How to complete this task -> Because the images are not wanted, restate every line below word for word without them.

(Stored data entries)
-.-.-

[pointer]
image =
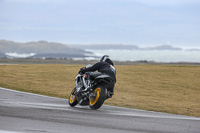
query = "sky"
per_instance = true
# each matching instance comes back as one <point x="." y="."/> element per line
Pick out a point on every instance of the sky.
<point x="137" y="22"/>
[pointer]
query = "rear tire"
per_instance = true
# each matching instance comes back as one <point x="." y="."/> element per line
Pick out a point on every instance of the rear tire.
<point x="98" y="100"/>
<point x="73" y="98"/>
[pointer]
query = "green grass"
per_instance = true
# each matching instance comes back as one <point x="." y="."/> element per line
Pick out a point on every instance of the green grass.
<point x="163" y="88"/>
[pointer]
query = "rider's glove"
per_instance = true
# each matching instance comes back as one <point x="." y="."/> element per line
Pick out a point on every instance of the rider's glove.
<point x="82" y="69"/>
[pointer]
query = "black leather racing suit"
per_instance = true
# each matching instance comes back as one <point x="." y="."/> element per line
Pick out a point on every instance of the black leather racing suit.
<point x="105" y="68"/>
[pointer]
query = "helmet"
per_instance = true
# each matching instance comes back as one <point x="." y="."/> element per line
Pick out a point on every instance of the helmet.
<point x="104" y="58"/>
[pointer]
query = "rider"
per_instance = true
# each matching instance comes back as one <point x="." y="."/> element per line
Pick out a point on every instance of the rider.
<point x="105" y="66"/>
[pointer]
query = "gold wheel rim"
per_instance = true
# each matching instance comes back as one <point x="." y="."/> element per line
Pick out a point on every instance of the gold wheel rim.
<point x="97" y="91"/>
<point x="72" y="97"/>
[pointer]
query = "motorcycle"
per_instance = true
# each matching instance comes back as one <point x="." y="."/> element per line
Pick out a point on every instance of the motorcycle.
<point x="91" y="89"/>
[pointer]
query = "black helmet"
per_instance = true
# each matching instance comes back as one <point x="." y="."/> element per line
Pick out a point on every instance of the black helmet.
<point x="104" y="58"/>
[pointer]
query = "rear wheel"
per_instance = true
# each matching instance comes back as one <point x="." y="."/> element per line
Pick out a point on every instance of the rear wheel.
<point x="73" y="98"/>
<point x="97" y="100"/>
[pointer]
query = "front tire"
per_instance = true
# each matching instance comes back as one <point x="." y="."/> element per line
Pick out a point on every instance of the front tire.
<point x="97" y="101"/>
<point x="73" y="98"/>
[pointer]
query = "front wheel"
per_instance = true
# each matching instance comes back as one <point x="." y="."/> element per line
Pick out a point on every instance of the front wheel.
<point x="73" y="98"/>
<point x="97" y="100"/>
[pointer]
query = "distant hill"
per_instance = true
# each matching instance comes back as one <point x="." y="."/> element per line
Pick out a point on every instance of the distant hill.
<point x="105" y="46"/>
<point x="41" y="48"/>
<point x="124" y="47"/>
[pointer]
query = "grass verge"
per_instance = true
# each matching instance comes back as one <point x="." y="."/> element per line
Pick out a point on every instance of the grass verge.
<point x="163" y="88"/>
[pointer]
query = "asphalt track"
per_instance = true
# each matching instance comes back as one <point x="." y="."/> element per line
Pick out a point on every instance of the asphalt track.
<point x="31" y="113"/>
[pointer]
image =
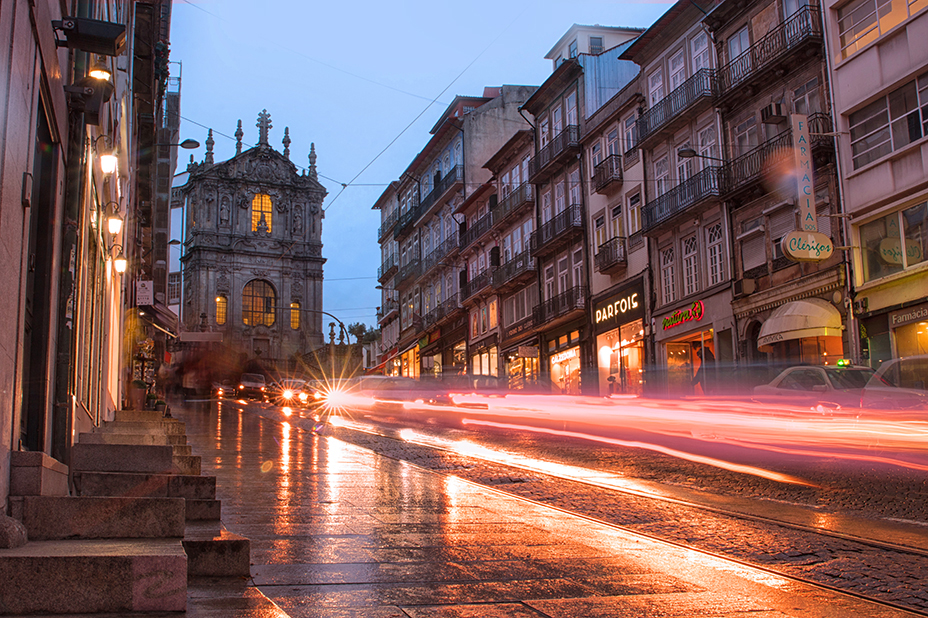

-.-.-

Solution for this problem ->
[pointer]
image =
query = "sky"
per_instance = true
# each matching instance comes back as one <point x="." y="."/> element per line
Pick out a point on every instance of the sky.
<point x="137" y="22"/>
[pointer]
query = "rear tire"
per_instance = true
# each matching instance comes back as one <point x="." y="."/> element per line
Pick out a point on every instance of the rear tire.
<point x="98" y="100"/>
<point x="73" y="98"/>
[pointer]
query = "green grass"
per_instance = true
# each matching instance comes back as one <point x="." y="."/> element per line
Pick out a point on every instance of the green grass.
<point x="163" y="88"/>
[pointer]
query = "rider's glove"
per_instance = true
# each matching instance comes back as one <point x="." y="."/> element per line
Pick out a point on every instance of the rider's glove.
<point x="82" y="69"/>
[pointer]
query = "black leather racing suit"
per_instance = true
# each matching instance comes back as one <point x="." y="."/> element per line
Pick out a point on every instance of the black leather racing suit.
<point x="105" y="68"/>
[pointer]
query = "helmet"
per_instance = true
# each matching instance comes back as one <point x="." y="."/> element per line
Pick out a point on every instance of the helmet.
<point x="104" y="58"/>
[pointer]
query = "rider"
per_instance = true
# each matching instance comes back as one <point x="." y="."/> element per line
Pick out a point on every instance of the rider.
<point x="105" y="66"/>
[pointer]
query = "gold wheel rim"
per_instance = true
# each matching instance comes back as one <point x="." y="."/> element per line
Pick out a point on every instance of the gold wheel rim.
<point x="97" y="91"/>
<point x="72" y="97"/>
[pointer]
query = "motorcycle"
per_instance = true
# each matching instance comes back as one <point x="." y="."/> element per line
Pick out a point on every instance of the motorcycle.
<point x="91" y="89"/>
[pointer]
query = "black helmet"
per_instance = true
# each matching instance comes back as one <point x="." y="."/> element per line
Pick out a point on every instance of the black helmet.
<point x="104" y="58"/>
[pointer]
query = "rear wheel"
per_instance = true
# each matching instance comes back as one <point x="." y="."/> element per line
Pick out a point on every instance of the rear wheel.
<point x="73" y="98"/>
<point x="97" y="100"/>
[pointer]
query = "front tire"
per_instance = true
# each matching instance comes back as one <point x="." y="."/> element per line
Pick out a point on every instance of the front tire.
<point x="97" y="101"/>
<point x="73" y="98"/>
[pointer]
query = "front wheel"
per_instance = true
# each matching instance comes back as one <point x="." y="."/> element per line
Pick out a point on every instance of the front wheel.
<point x="73" y="98"/>
<point x="97" y="100"/>
[pointer]
query = "distant hill"
per_instance = true
# each matching instance comes back as one <point x="." y="."/> element per line
Pick out a point on every instance of the distant hill.
<point x="105" y="46"/>
<point x="41" y="48"/>
<point x="124" y="47"/>
[pointer]
query = "grass verge"
per_instance = true
# each matching instance comes back as one <point x="." y="."/> element per line
Pick out a point on every instance of the grass verge.
<point x="163" y="88"/>
[pointer]
query = "asphalt track"
per_instance = true
# each matching instance comes back as one <point x="." y="."/> element per line
Pick out a point on every instance of the asphalt track.
<point x="31" y="113"/>
[pointer]
image =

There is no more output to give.